## EXTRAIT DE TEXTE
—————

La torture du droitier, le coup droit de Rafael Nadal.

Jouer et gagner contre un gaucher au tennis

Le week-end des 3 et 4 mars 2012 fut historique pour moi à plus d’un titre. Tout d’abord, j’ai joué quatre matchs de suite dans un même tournoi, ensuite, j’ai battu deux joueurs mieux classés que moi et enfin, j’ai joué et battu 3 gauchers à la suite. Voilà qui m’a donné l’inspiration nécessaire pour traiter la problématique du gaucher.

Jouer et gagner contre un gaucher, si on est soi-même droitier, n’est pas si compliqué que cela. Moins compliqué en tout cas que le mauvais a priori que le joueur (ou la joueuse) gaucher(gauchère) suscite.

Après l’analyse du jeu et des points forts des joueurs gauchers, nous verrons comment les contrer.

Les avantages du joueur de tennis gaucher

L’avantage psychologique

Personnellement ma première réaction était jusqu’à présent de soupirer intérieurement : « mince, je joue un gaucher ». Pourtant, le fait qu’il soit gaucher ne le fait pas courir plus vite, frapper plus fort ou volleyer de manière plus précise. Si on rencontre le plus souvent des droitiers sur un court, nous mettons en place des schémas tactiques spécifiques sur lesquels nous prenons peu à peu confiance. Rencontrer un gaucher nous fait sortir de cette zone de confort psychologique. Les gauchers nous obligent à jouer des coups que l’on n’est pas habitué à jouer et sur lesquels on est mal à l’aise.

—————

## ÉLÉMENTS
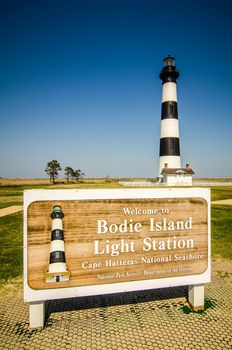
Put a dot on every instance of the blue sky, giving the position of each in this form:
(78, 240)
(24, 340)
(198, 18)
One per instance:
(79, 82)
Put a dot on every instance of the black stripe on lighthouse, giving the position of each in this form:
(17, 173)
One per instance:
(169, 110)
(169, 146)
(57, 256)
(57, 234)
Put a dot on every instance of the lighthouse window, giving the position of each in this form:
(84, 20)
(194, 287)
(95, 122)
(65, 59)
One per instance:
(172, 143)
(171, 109)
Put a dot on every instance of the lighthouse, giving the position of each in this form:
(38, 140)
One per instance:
(169, 154)
(57, 271)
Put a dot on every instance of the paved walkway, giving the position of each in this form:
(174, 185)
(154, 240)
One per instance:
(148, 320)
(10, 210)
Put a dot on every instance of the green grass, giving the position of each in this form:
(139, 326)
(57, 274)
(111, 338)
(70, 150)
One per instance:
(221, 220)
(11, 246)
(221, 192)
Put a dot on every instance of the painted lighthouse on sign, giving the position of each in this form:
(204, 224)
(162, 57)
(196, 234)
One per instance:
(170, 171)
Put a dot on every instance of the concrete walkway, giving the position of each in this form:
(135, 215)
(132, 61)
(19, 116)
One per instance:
(147, 320)
(11, 210)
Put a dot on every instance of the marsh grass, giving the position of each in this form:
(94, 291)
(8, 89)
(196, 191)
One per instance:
(11, 246)
(221, 221)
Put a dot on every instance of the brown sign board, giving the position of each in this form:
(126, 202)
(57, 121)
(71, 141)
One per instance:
(125, 238)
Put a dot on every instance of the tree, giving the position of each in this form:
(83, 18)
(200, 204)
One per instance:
(52, 169)
(68, 171)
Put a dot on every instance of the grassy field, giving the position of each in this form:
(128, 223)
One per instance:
(11, 227)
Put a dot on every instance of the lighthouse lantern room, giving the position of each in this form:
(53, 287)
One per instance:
(169, 154)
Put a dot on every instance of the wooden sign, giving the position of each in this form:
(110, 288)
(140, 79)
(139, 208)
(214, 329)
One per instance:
(102, 241)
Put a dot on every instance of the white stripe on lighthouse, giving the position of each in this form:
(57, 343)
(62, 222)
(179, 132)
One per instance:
(169, 92)
(57, 268)
(57, 224)
(57, 245)
(172, 161)
(169, 128)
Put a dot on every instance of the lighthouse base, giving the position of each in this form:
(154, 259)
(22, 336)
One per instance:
(57, 277)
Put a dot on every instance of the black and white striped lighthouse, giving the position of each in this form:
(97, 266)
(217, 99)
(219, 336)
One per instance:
(57, 271)
(169, 130)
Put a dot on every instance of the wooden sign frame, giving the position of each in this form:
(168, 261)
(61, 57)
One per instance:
(115, 241)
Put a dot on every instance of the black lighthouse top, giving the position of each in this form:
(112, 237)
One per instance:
(169, 72)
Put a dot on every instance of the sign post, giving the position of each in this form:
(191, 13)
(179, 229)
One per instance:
(89, 242)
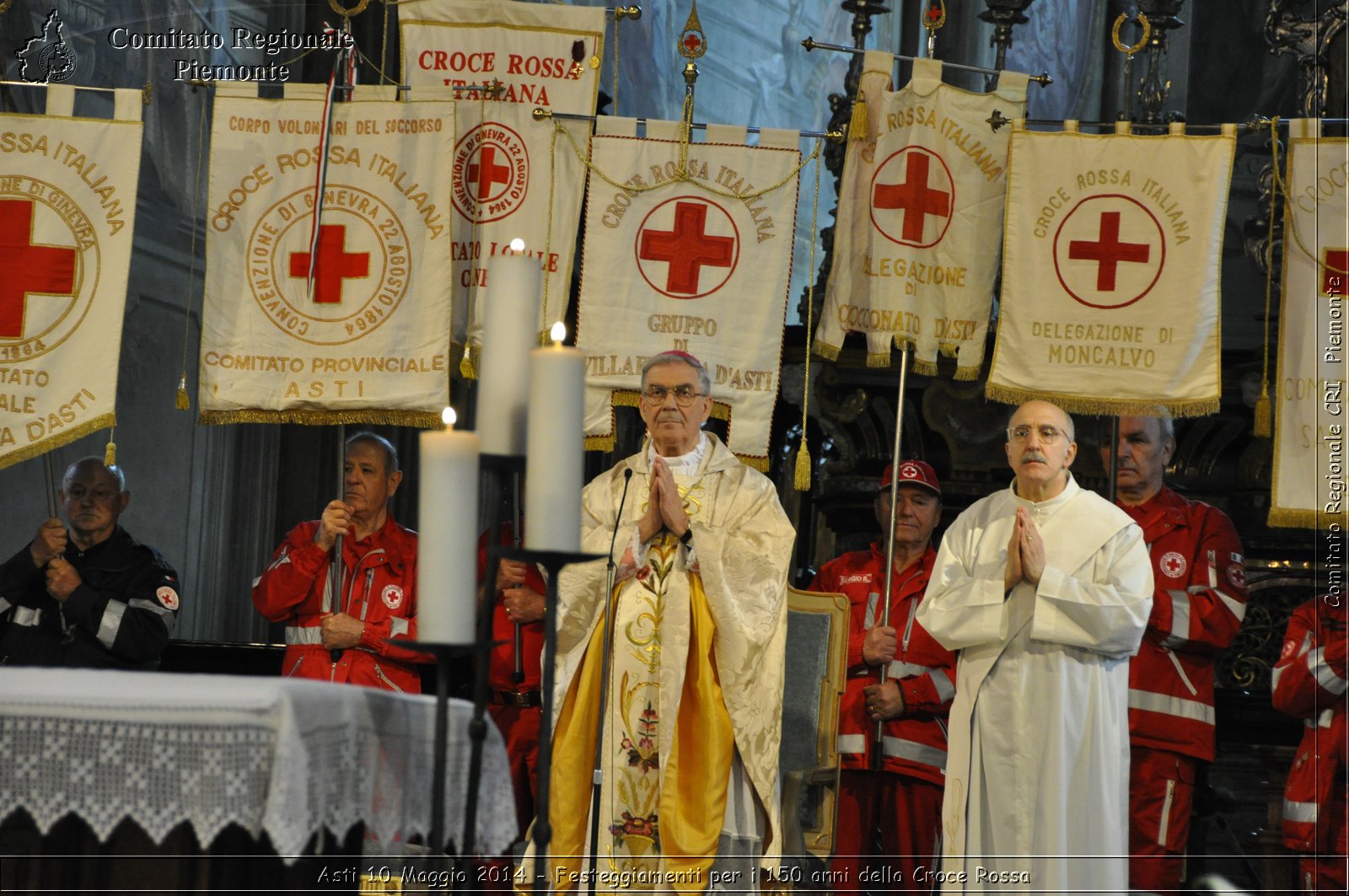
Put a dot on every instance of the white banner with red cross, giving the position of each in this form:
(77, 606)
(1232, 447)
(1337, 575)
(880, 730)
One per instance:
(1309, 436)
(696, 262)
(921, 209)
(366, 338)
(67, 208)
(1110, 266)
(513, 177)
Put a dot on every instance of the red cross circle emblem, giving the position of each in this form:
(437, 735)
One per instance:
(1110, 251)
(912, 197)
(687, 247)
(490, 173)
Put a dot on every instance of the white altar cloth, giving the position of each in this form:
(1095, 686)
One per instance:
(280, 756)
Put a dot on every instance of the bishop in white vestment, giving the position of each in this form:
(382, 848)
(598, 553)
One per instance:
(695, 683)
(1045, 588)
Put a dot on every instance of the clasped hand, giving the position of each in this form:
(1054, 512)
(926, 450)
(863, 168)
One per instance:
(1025, 552)
(664, 507)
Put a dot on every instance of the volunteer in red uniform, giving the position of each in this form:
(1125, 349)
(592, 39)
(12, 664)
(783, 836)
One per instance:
(1310, 683)
(344, 639)
(1197, 608)
(888, 821)
(516, 705)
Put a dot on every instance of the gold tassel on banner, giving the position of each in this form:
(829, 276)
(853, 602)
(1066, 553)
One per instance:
(857, 126)
(181, 397)
(1265, 416)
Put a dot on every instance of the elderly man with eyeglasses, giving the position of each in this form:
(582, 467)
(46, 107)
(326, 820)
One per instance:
(692, 714)
(1045, 588)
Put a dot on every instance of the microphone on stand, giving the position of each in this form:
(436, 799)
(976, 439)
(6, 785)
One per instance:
(610, 605)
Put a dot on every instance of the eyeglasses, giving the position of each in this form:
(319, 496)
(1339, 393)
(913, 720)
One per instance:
(685, 395)
(1047, 433)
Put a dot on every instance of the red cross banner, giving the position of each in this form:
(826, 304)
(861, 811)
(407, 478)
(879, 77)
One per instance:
(921, 206)
(1110, 265)
(67, 207)
(696, 260)
(1309, 401)
(512, 180)
(344, 319)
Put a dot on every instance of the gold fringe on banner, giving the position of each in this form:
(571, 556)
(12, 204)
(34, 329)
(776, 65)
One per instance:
(420, 419)
(600, 443)
(51, 443)
(857, 125)
(1099, 406)
(180, 400)
(467, 368)
(826, 351)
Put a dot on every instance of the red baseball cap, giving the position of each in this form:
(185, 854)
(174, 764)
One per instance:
(914, 473)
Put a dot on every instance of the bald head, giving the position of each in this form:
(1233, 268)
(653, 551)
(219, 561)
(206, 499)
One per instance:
(1042, 443)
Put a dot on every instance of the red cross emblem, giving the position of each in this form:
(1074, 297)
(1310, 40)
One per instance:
(1335, 262)
(701, 235)
(1173, 564)
(31, 269)
(924, 189)
(1110, 251)
(335, 263)
(486, 173)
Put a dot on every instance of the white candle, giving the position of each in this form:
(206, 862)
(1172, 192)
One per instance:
(510, 327)
(556, 448)
(447, 561)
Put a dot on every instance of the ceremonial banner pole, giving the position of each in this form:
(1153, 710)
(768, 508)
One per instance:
(877, 754)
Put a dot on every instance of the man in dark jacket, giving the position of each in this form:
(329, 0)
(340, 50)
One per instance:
(89, 597)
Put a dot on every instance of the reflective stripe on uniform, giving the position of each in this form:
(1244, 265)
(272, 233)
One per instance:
(1325, 676)
(26, 615)
(914, 752)
(1174, 706)
(1301, 813)
(110, 622)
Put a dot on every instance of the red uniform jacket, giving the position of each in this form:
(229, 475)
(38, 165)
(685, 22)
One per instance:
(503, 668)
(1310, 683)
(914, 743)
(379, 587)
(1197, 608)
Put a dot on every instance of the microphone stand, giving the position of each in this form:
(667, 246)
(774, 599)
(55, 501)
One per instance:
(598, 770)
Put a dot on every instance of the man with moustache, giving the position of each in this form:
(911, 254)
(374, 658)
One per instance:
(89, 597)
(888, 819)
(343, 637)
(1045, 590)
(694, 706)
(1197, 609)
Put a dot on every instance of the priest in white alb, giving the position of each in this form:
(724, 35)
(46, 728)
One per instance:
(695, 693)
(1045, 588)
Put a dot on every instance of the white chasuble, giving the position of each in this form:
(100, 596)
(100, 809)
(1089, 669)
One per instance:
(1110, 270)
(921, 213)
(344, 319)
(67, 209)
(695, 684)
(1309, 436)
(1038, 770)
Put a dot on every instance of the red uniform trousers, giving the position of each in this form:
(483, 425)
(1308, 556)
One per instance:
(1160, 797)
(887, 830)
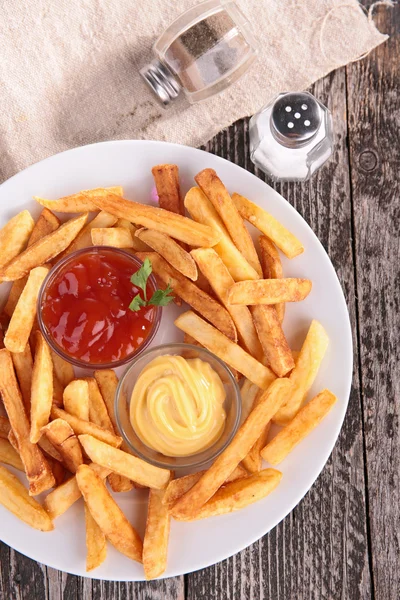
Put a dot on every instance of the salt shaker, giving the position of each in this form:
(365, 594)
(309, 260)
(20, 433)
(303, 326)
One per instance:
(291, 137)
(202, 52)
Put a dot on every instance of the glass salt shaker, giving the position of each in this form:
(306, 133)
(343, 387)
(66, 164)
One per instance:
(291, 137)
(202, 52)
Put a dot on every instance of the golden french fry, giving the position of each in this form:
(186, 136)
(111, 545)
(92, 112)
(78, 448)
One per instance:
(219, 197)
(124, 464)
(81, 202)
(238, 494)
(225, 349)
(42, 388)
(37, 469)
(14, 496)
(108, 515)
(248, 433)
(96, 544)
(155, 543)
(296, 430)
(305, 371)
(211, 265)
(276, 349)
(43, 250)
(178, 227)
(21, 322)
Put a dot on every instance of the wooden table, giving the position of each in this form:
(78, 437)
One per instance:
(342, 541)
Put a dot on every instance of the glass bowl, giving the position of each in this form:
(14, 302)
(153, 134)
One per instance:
(232, 406)
(55, 271)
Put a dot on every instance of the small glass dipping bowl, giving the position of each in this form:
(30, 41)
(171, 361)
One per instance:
(232, 406)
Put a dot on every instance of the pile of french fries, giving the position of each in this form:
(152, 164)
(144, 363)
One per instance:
(61, 431)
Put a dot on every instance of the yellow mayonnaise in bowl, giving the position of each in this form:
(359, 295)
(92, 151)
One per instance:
(178, 406)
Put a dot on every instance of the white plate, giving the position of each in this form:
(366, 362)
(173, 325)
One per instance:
(192, 545)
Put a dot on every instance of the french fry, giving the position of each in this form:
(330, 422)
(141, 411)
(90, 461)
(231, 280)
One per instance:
(21, 322)
(124, 464)
(155, 543)
(248, 433)
(201, 210)
(14, 236)
(43, 250)
(269, 291)
(238, 494)
(173, 253)
(276, 349)
(42, 388)
(219, 197)
(296, 430)
(36, 467)
(176, 226)
(305, 371)
(269, 226)
(14, 496)
(209, 308)
(211, 265)
(81, 202)
(108, 515)
(96, 544)
(224, 348)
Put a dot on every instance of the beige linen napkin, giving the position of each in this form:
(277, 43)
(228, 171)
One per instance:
(69, 69)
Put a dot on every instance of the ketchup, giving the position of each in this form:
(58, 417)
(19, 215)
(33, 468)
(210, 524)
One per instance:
(85, 308)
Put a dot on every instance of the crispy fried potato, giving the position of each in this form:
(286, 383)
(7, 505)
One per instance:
(238, 494)
(43, 250)
(21, 322)
(305, 371)
(224, 348)
(202, 211)
(81, 202)
(248, 433)
(108, 515)
(37, 469)
(296, 430)
(211, 265)
(276, 349)
(42, 388)
(155, 543)
(176, 226)
(124, 464)
(14, 496)
(219, 197)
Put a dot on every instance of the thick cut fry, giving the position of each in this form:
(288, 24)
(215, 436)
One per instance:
(124, 464)
(178, 227)
(269, 291)
(107, 514)
(155, 543)
(14, 496)
(305, 371)
(81, 202)
(211, 265)
(170, 250)
(42, 388)
(81, 427)
(43, 250)
(219, 197)
(276, 349)
(96, 544)
(21, 322)
(202, 211)
(37, 469)
(248, 433)
(302, 424)
(238, 494)
(225, 349)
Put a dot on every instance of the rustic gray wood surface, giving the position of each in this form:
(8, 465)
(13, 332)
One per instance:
(342, 541)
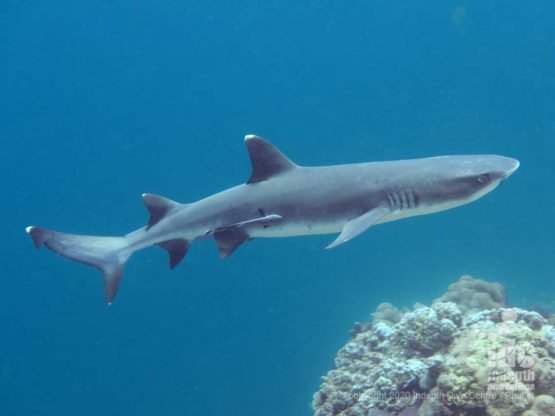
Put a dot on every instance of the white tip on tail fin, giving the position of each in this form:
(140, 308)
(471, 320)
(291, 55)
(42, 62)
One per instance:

—————

## LISTE DES TÂCHES
(1) D'après l'extrait sur les gauchers au tennis, combien de gauchers ont été battus à la suite durant le week-end des 3 et 4 mars 2012 ?
(2) Reproduisez à l'identique tout le passage de l'extrait sur les gauchers au tennis, depuis « Le week-end des » jusqu'à « joueuse) gaucher(gauchère) suscite. ».
(3) Résumez l'extrait sur les gauchers au tennis en deux phrases.
Les lignes n'ont aucun rapport avec l'extrait sur les gauchers au tennis.

## RÉSULTATS DES TÂCHES
(1) Trois gauchers.

(2)
Le week-end des 3 et 4 mars 2012 fut historique pour moi à plus d’un titre. Tout d’abord, j’ai joué quatre matchs de suite dans un même tournoi, ensuite, j’ai battu deux joueurs mieux classés que moi et enfin, j’ai joué et battu 3 gauchers à la suite. Voilà qui m’a donné l’inspiration nécessaire pour traiter la problématique du gaucher.

Jouer et gagner contre un gaucher, si on est soi-même droitier, n’est pas si compliqué que cela. Moins compliqué en tout cas que le mauvais a priori que le joueur (ou la joueuse) gaucher(gauchère) suscite.

(3) Pour un droitier, jouer et gagner contre un gaucher est moins compliqué que ne le laisse penser le mauvais a priori que celui-ci suscite. Le gaucher dispose notamment d'un avantage psychologique : il fait sortir son adversaire de sa zone de confort et l'oblige à jouer des coups inhabituels sur lesquels il est mal à l'aise.